- _Task set_
1: Starting at the line of the records that contains "If you could mark the woman's blonde" and ending with the last line of the records, rewrite every line, requests included. Shift each point coordinate in the answers by adding 127 to both numbers.
2: Carry on the text about mentally rehearsing swimming skills from the point where it stops.

- _Document excerpt_
Since he would be on business travel, and away from a pool for a week, I prescribed that he do this for 3 rounds, 20 times on each arm, each evening before sleep. Then next time he got in the pool he would get into Swing-Skate drill and carefully test his ability to willfully move his arm through the full range of motion in the recovery swing.

Alas, this student never tried my experiment that I know of! I am sorry to disappoint you, and I was disappointed also. But I am telling you the story because I want you to see how I was inspired to apply it. I am hoping some of you will pick up the experiment for one of your own areas of skill that you feel stuck in and test how this can work for you.

Then I want to know about your results!  You may notice that  I actually prescribe this as a pre-swim rehearsal, doing this before getting in the water to try the actual motions. You may consider using it either as a pre-swim warm-up, or an at-home training exercise.

Here are some skill areas that I think this technique could be used upon:

  • Recovery Arm shape and flow
  • Catch shape and path
  • 2-Beat Kick shape and rhythm
  • Head position and timing in breathing
  • Removing fear about swimming into deeper water
  • Swimming at a faster tempos

Can you come up with more?

Think for a moment. Now that you have an idea of how this may work, what are some parts of your stroke, some aspect of control, or some part of your emotional experience might you use this technique upon?

When could you set aside 10 minutes of quiet ‘imaginary practice time’ to do this each day for a whole week? How could you put yourself very close to the swimming position (horizontal) or in good sitting posture so that your body will be aligned and stable (and comfortable) while doing the meditation?

This is very fascinating and potentially powerful brain and body insights we are learning these days. It seems science is just scratching the surface yet. Especially with such safe activities like this to experiment with, I think it is in our interest to test these ideas. There is a lot more for us to learn about how this brain and body work and a lot more we can do to train ourselves. We can help each other a lot by sharing these insights, experimenting and sharing the lessons we learn from it.

- _Records provided_
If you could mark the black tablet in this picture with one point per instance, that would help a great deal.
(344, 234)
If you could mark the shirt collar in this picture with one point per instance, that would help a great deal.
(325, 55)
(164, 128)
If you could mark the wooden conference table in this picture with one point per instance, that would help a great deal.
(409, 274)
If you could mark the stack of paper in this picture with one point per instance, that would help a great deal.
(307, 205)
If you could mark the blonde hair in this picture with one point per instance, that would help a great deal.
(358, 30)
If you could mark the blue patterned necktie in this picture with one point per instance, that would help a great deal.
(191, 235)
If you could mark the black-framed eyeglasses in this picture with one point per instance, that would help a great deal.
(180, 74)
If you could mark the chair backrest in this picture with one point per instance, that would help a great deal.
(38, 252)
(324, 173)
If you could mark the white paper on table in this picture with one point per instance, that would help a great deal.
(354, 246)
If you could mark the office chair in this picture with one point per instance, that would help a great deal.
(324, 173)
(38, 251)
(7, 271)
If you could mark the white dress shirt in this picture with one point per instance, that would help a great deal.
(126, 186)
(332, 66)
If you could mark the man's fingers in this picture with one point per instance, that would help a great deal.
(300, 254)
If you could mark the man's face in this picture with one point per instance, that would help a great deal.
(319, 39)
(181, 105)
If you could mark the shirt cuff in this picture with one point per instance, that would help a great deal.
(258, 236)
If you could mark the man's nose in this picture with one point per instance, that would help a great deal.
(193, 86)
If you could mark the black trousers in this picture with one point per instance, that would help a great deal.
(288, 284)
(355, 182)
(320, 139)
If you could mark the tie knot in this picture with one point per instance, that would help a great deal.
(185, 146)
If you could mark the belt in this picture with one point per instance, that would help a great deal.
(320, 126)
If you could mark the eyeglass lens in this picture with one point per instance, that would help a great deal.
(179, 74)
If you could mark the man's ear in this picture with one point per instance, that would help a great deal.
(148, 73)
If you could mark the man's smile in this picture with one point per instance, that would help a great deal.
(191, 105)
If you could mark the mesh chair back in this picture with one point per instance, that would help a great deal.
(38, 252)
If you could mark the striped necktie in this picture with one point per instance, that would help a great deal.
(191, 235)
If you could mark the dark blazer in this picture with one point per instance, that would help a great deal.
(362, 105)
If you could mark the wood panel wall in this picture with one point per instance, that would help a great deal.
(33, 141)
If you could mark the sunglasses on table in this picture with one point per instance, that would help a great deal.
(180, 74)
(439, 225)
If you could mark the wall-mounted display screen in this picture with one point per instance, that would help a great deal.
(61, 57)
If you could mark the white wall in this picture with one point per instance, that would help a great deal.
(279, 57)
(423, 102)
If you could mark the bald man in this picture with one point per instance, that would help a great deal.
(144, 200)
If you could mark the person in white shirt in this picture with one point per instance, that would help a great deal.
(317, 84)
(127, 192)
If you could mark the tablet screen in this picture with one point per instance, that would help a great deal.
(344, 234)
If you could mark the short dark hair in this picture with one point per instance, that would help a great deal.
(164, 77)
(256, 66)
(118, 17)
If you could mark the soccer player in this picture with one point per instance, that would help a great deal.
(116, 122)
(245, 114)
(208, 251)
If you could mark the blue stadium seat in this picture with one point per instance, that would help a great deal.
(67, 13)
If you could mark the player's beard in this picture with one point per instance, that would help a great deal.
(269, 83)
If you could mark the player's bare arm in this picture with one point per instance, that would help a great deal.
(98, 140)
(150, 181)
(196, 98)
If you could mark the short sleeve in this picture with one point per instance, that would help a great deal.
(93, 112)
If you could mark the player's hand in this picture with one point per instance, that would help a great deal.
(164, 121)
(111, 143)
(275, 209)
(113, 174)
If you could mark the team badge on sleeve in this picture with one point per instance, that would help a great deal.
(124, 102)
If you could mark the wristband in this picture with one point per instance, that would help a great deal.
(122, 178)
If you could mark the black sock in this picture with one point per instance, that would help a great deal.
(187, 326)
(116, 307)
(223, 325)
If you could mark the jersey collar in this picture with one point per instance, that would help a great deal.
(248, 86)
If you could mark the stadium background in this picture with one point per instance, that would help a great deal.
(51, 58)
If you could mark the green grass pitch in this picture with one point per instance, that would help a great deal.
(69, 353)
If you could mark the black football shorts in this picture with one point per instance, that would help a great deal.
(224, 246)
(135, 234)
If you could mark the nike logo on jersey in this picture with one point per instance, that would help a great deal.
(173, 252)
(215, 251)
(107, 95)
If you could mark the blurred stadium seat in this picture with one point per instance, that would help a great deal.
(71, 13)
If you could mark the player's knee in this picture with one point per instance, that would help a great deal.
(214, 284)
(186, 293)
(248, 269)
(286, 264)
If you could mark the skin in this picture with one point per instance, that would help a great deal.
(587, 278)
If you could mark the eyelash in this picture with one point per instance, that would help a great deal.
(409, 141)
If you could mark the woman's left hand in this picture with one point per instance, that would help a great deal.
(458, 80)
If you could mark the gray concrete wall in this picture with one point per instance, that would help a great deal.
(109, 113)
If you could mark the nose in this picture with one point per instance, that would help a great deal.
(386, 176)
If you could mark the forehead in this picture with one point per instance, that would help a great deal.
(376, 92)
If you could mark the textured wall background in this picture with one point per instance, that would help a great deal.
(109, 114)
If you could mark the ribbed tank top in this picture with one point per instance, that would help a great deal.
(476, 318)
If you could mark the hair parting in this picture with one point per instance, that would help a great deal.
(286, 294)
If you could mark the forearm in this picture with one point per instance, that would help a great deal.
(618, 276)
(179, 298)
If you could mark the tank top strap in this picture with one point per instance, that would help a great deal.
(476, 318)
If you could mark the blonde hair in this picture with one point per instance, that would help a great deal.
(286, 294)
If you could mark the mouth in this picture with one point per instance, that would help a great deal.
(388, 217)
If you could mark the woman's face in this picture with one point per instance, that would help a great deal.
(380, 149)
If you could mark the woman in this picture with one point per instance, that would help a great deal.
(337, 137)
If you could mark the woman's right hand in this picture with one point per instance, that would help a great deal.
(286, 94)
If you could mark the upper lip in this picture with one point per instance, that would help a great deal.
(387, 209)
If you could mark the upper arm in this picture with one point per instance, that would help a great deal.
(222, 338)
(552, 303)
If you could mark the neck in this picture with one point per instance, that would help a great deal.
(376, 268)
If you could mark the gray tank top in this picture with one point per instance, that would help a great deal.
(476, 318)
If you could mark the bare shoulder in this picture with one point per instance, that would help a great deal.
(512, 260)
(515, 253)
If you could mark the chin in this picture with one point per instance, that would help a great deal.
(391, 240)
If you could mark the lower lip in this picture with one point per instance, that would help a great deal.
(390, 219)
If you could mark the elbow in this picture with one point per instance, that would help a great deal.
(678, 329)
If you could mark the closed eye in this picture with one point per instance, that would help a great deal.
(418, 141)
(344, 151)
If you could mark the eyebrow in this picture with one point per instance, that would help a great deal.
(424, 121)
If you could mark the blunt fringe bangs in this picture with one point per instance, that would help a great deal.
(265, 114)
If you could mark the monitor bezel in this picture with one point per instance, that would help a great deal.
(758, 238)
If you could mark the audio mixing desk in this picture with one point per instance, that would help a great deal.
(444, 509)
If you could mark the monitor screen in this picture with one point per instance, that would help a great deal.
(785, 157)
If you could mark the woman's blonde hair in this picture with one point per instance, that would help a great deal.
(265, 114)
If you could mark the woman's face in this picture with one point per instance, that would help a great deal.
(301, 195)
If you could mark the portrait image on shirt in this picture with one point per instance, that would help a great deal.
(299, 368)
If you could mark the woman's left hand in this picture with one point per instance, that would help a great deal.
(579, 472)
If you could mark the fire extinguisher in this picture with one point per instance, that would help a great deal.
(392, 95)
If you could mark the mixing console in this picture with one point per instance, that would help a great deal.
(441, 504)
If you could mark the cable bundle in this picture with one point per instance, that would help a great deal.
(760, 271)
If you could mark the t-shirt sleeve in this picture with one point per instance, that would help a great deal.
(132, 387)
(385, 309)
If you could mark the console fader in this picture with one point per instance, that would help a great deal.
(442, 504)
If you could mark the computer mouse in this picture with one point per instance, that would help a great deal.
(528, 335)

- _Answers given_
1:
If you could mark the woman's blonde hair in this picture with one point per instance, that would help a great deal.
(392, 241)
If you could mark the woman's face in this picture with one point per instance, that would help a great deal.
(428, 322)
If you could mark the portrait image on shirt in this picture with one point per instance, that would help a great deal.
(426, 495)
If you could mark the woman's left hand in this picture with one point per instance, that would help a great deal.
(706, 599)
If you could mark the fire extinguisher in this picture with one point per instance, that would help a great deal.
(519, 222)
If you could mark the mixing console in this picture with one point per instance, that would help a great deal.
(568, 631)
If you could mark the cable bundle in this picture with one point per instance, that would help a great deal.
(887, 398)
If you could mark the t-shirt sleeve in this picture with one point per instance, that would help a great deal.
(259, 514)
(512, 436)
If you could mark the console fader in this picture with one point per instance, that would help a great deal.
(569, 631)
If you could mark the computer mouse in this picture with one point per instance, that would help a great deal.
(655, 462)

2:
Going Beyond Basics – Part 3

What should your improvement expectation be for each Step in the skill progression?

Stage 1 – It Gets Easier

Generally, the benefits of Step 1 – Stroke Control skills – will be that you are able to swim a lot easier at your normal distances.

Why? With fundamental TI skills in place the energy demands and strain in the body will decrease a lot compared to your old land-mammal-style swimming.

This may not immediately translate into swimming farther or faster. Some people with such poor body shape and movement patterns may see a dramatic increase in speed because they were moving so slow before and totally exhausted by it. Those who were moving at a decent speed but under a great deal of effort, will more likely discover how to relax and produce that same speed with a lot less effort (this was what I experienced at first with TI). Meanwhile, there may be some basic fitness conditioning that needs to develop to support this new kind of body control before it can handle much longer distances. Enough power is available, but the swimmer can’t deliver it very well yet.

Stage 2 – Go Farther

The benefits of working in Step 2 and 3 – Stroke Length and Tempo skills – will be that you are eagerly able to swim farther with the same effort. Ability hold good shape and get consistent distance out of each stroke, and make those strokes on a consistent tempo will save energy and make it physically and mentally attractive to go farther. But this may not immediately translate into a major increase in speed either.

Stage 3 – Go Faster

The benefits of working in Step 4, 5 and 6 is that you will be able to swim faster under control.

The previous steps in the sequence (1,2,3) showed you how to quit wasting energy, how to save it and distribute it better to get more distance.

The reality of these advanced steps for speed (4,5,6) is that you are going to now have to put in more physical effort to match your mental concentration. Your strength is going to be challenged to grow parallel to your technique. The physics of human swimming dictates that we can get up to a certain speed in the early stages of TI training simply by reducing energy waste through superior body control – we might call this the Easy Speed Threshold. After that magical point we can only get faster by increasing power.

The critical thing to understand is this – and this a central point in TI training – that increased power can be applied effectively or applied wastefully, depending on the quality of your technique and how deeply it is imprinted. That instinct for quality is what Steps 1, 2 and 3 are meant to burn into your neuro-muscular system and into your training value system before you get to the pressure of increased power demands in Steps 4,5 and 6.

If there is a weakness in the TI training resources I think it would be found here – that the books and videos and most of the live training is focused on Step 1 and Step 2 skills – of course, this is what 80% of the swimmers of the world need right now. Yet people read, watch, or attend a training event and assume they have learned all they need to know about TI – or perhaps the instructor gave the impression that this is all they need to know. Not even close – this is just the beginning. This gap of understanding is what our online coaching service is trying to fill.

So my final question for you, my swimming friend…

What step do you feel you are at, and what should improvement for you looks like at this step?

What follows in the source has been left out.